I have been having a discussion lately with the director lead organizer of a graduate school. He complains about the results students are having, and more importantly about the lack of commitment. He says only one student outperforms the rest, by far.
I asked him about the acceptance system. He said that even though they needed the money, they asked for a CV and two recommendation letters. Since they were dealing with the government at some point, people from there went almost straight through. I then asked him: what is the point, for you, of this graduate program? He hesitated and eventually I reminded him that, originally, they discussed something about it being more like a think tank. He said "well yes..." In order to have a think tank, you need to get the top 10% of the people both in content and technique, because you need graphically stunning interesting stories... He had gone, like bad marketers [instead of like great designers], for the 90% bottom which he thought, could not be that bad...

* **Work required**: From the graduate school text, list every number or percentage it gives, each with the words it goes with.

* **A block of data**:
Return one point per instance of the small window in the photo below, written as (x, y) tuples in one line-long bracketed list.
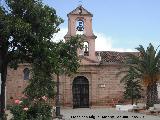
[(26, 74), (80, 27), (86, 48)]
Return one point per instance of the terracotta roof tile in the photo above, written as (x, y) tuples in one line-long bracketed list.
[(113, 57)]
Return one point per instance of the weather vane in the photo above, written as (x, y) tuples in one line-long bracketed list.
[(80, 2)]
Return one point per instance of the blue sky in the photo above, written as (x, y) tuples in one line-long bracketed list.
[(124, 24)]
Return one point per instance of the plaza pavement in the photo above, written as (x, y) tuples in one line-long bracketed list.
[(103, 114)]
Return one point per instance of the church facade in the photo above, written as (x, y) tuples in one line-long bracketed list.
[(96, 82)]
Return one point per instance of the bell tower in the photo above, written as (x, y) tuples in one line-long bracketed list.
[(80, 22)]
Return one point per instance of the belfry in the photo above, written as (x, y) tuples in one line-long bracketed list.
[(94, 84)]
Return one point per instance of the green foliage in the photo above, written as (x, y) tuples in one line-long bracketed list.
[(146, 68), (132, 87), (25, 109)]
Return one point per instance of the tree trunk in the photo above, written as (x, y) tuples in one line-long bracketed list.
[(3, 85), (3, 70), (57, 99), (152, 95)]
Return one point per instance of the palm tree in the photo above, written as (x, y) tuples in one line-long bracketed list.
[(132, 87), (146, 68)]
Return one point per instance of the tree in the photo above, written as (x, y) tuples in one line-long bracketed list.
[(66, 61), (146, 68), (26, 26), (132, 87)]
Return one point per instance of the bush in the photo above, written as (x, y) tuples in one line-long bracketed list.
[(37, 109)]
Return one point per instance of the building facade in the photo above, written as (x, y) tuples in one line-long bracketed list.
[(96, 82)]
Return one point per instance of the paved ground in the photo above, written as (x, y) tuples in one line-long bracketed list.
[(103, 114)]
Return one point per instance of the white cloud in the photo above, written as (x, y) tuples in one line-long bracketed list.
[(102, 43)]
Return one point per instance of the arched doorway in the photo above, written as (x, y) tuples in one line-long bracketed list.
[(80, 90)]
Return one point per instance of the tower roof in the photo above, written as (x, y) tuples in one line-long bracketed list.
[(83, 11)]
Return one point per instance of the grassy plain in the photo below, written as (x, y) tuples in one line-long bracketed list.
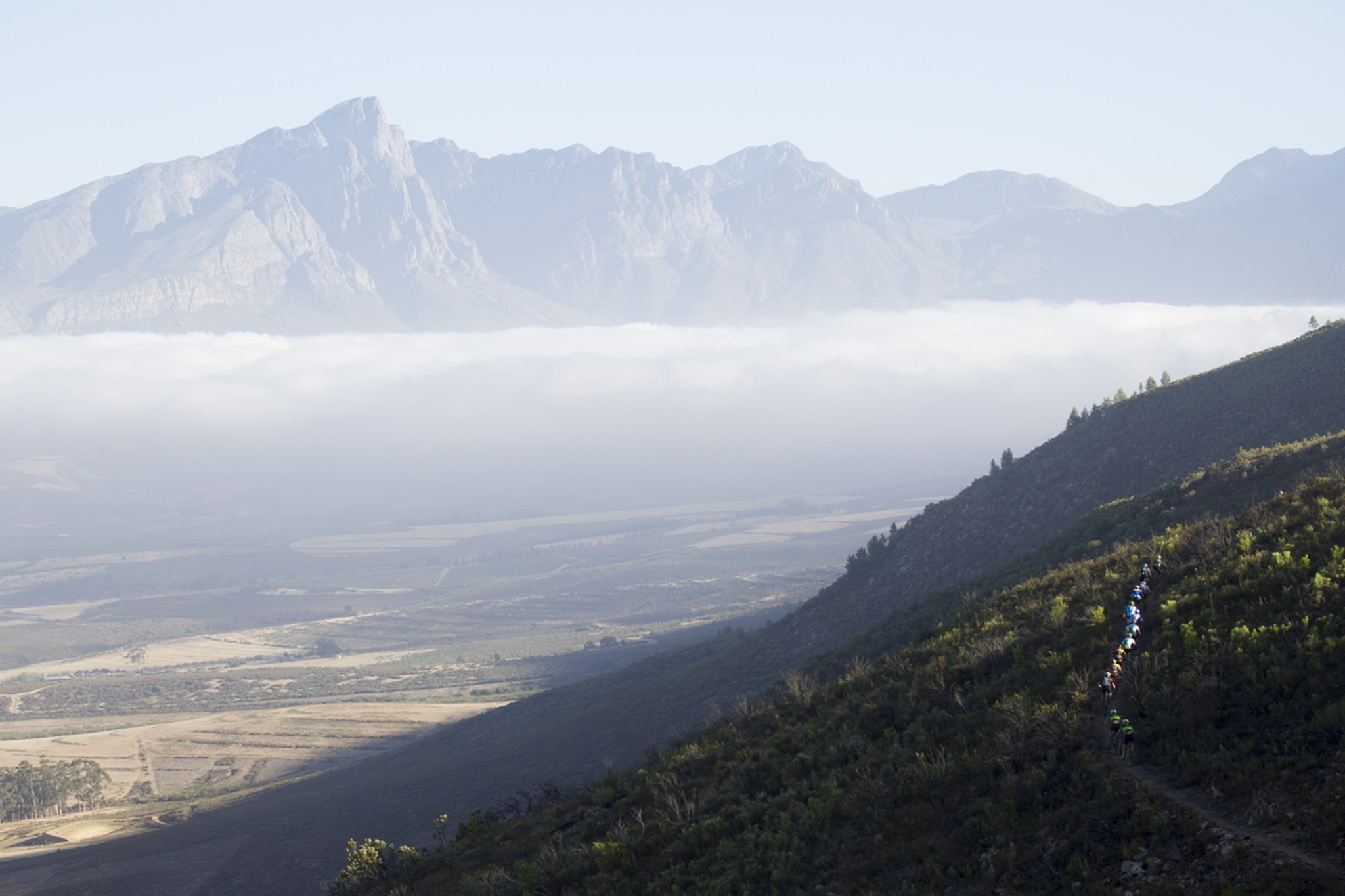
[(198, 672)]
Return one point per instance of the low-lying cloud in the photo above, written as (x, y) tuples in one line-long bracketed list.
[(546, 419)]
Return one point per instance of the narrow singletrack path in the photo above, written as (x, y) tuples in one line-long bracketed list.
[(1196, 802)]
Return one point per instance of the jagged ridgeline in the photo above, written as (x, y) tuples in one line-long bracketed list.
[(974, 759)]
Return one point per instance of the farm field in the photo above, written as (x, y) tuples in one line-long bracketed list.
[(204, 757), (195, 675)]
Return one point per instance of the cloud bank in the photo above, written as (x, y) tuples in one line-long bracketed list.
[(460, 425)]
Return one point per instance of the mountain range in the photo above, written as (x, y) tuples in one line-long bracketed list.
[(1126, 472), (346, 224)]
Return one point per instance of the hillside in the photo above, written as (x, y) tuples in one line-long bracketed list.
[(567, 734), (347, 224), (975, 759)]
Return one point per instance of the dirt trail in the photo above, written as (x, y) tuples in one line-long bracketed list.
[(1199, 803), (1196, 802)]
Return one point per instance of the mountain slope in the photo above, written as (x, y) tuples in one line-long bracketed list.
[(971, 761), (322, 227), (1266, 233), (346, 224), (568, 733)]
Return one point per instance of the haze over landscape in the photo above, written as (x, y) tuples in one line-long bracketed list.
[(645, 521)]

* **Correct response**:
- one: "only one student outperforms the rest"
- two: "two recommendation letters"
- 10%: "the top 10% of the people"
- 90%: "the 90% bottom"